* [Selected text]
Neurochemical Research

, Volume 38, Issue 11, pp 2336–2341 | Cite as

l-Carnitine Exposure and Mitochondrial Function in Human Neuronal Cells

Original Paper

Abstract

l-Carnitine is a naturally occurring substance required in mammalian energy metabolism that functions by facilitating long-chain fatty acid entry into cellular mitochondria, thereby delivering substrate for oxidation and subsequent energy production. It has been purposed that l-carnitine may improve and preserve cognitive performance, and may lead to better cognitive aging through the life span, and several controlled human clinical trials with l-carnitine support the hypothesis that this substance has the ability to improve cognitive function. We further hypothesized that, since l-carnitine is an important co-factor of mammalian mitochondrial energy metabolism, acute administration of l-carnitine to human tissue culture cells should result in detectable increases in mitochondrial function. Cultures of SH-SY-5Y human neuroblastoma and 1321N1 human astrocytoma cells grown in 96-well cell culture plates were acutely administered l-carnitine hydrochloride, and then, mitochondrial function was assayed using the colorimetric 2,3-bis[2-methoxy-4-nitro-5-sulfophenyl]-2H-tetrazolium-5-carboxyanilide inner salt cell assay kit in a VERSAmax tunable microplate reader. Significant increases in mitochondrial function were observed when human neuroblastoma or human astrocytoma cells were exposed to 100 nM (20 μg l-carnitine hydrochloride/L) to 100 μM (20 mg l-carnitine hydrochloride/L) concentrations of l-carnitine hydrochloride in comparison to unexposed cells, whereas no significant positive effects were observed at lower or higher concentrations of l-carnitine hydrochloride. The results of the present study provide insights for how l-carnitine therapy may significantly improve human neuronal function, but we recommend that future studies further explore different derivatives of l-carnitine compounds in different in vitro cell-based systems using different markers of mitochondrial function.

(Dataset entries)
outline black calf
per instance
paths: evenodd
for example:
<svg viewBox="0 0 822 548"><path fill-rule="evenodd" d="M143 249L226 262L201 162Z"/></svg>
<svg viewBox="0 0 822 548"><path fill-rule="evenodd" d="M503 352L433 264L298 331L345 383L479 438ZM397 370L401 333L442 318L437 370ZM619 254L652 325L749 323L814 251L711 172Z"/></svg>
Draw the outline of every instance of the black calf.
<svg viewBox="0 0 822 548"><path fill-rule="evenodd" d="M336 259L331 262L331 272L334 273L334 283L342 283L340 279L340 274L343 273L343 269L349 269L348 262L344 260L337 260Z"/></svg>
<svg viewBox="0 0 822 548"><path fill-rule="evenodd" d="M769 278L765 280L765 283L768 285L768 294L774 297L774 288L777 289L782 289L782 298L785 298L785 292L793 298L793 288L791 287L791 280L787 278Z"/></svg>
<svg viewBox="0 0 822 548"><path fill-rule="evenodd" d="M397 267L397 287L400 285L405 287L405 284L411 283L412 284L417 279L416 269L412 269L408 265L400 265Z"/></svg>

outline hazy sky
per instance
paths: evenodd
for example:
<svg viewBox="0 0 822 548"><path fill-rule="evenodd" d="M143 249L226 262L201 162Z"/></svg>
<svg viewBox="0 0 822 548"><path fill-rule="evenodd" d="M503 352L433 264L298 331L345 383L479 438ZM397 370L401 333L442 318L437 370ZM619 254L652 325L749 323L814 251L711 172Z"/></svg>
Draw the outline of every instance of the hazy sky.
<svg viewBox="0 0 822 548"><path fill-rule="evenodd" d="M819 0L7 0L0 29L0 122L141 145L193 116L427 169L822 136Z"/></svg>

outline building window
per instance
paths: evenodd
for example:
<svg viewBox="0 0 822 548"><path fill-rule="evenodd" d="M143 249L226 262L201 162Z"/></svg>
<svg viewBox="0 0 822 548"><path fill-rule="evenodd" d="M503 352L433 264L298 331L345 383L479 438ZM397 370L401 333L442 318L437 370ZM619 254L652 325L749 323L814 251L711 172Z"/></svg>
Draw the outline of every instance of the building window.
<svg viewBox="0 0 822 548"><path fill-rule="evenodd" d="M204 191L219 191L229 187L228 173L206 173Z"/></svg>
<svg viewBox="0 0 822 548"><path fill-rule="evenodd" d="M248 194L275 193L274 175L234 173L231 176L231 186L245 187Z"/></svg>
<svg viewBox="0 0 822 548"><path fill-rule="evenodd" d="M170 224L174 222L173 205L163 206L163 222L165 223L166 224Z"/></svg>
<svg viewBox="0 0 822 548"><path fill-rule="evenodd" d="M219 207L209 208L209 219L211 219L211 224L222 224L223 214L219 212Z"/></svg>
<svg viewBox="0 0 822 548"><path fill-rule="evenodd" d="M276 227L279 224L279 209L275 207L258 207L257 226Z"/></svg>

* [Work order] Reproduce the entire L-carnitine paper excerpt word for word, from the journal name through the final sentence. The listing has no connection to the L-carnitine paper excerpt.

* [Solution to the exercise]
Neurochemical Research

, Volume 38, Issue 11, pp 2336–2341 | Cite as

l-Carnitine Exposure and Mitochondrial Function in Human Neuronal Cells

Original Paper

Abstract

l-Carnitine is a naturally occurring substance required in mammalian energy metabolism that functions by facilitating long-chain fatty acid entry into cellular mitochondria, thereby delivering substrate for oxidation and subsequent energy production. It has been purposed that l-carnitine may improve and preserve cognitive performance, and may lead to better cognitive aging through the life span, and several controlled human clinical trials with l-carnitine support the hypothesis that this substance has the ability to improve cognitive function. We further hypothesized that, since l-carnitine is an important co-factor of mammalian mitochondrial energy metabolism, acute administration of l-carnitine to human tissue culture cells should result in detectable increases in mitochondrial function. Cultures of SH-SY-5Y human neuroblastoma and 1321N1 human astrocytoma cells grown in 96-well cell culture plates were acutely administered l-carnitine hydrochloride, and then, mitochondrial function was assayed using the colorimetric 2,3-bis[2-methoxy-4-nitro-5-sulfophenyl]-2H-tetrazolium-5-carboxyanilide inner salt cell assay kit in a VERSAmax tunable microplate reader. Significant increases in mitochondrial function were observed when human neuroblastoma or human astrocytoma cells were exposed to 100 nM (20 μg l-carnitine hydrochloride/L) to 100 μM (20 mg l-carnitine hydrochloride/L) concentrations of l-carnitine hydrochloride in comparison to unexposed cells, whereas no significant positive effects were observed at lower or higher concentrations of l-carnitine hydrochloride. The results of the present study provide insights for how l-carnitine therapy may significantly improve human neuronal function, but we recommend that future studies further explore different derivatives of l-carnitine compounds in different in vitro cell-based systems using different markers of mitochondrial function.